### WORK INSTRUCTIONS
Reproduce every line of the records below word for word, leaving out the pictures.

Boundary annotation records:
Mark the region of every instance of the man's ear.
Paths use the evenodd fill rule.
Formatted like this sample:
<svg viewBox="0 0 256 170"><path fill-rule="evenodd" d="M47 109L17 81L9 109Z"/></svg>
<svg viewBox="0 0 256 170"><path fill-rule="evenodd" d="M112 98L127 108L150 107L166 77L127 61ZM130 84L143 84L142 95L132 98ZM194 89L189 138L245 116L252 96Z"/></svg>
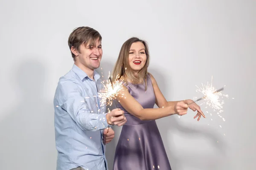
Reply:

### RESULT OF THE EXERCISE
Mark the region of every instance of the man's ear.
Paths use the evenodd fill rule.
Formatted like this sample:
<svg viewBox="0 0 256 170"><path fill-rule="evenodd" d="M47 109L17 81L9 109Z"/></svg>
<svg viewBox="0 0 256 170"><path fill-rule="evenodd" d="M112 98L127 108L150 107L166 77L127 61ZM130 84L143 84L142 95L132 98ZM194 89L189 138L245 116L252 96Z"/></svg>
Reply:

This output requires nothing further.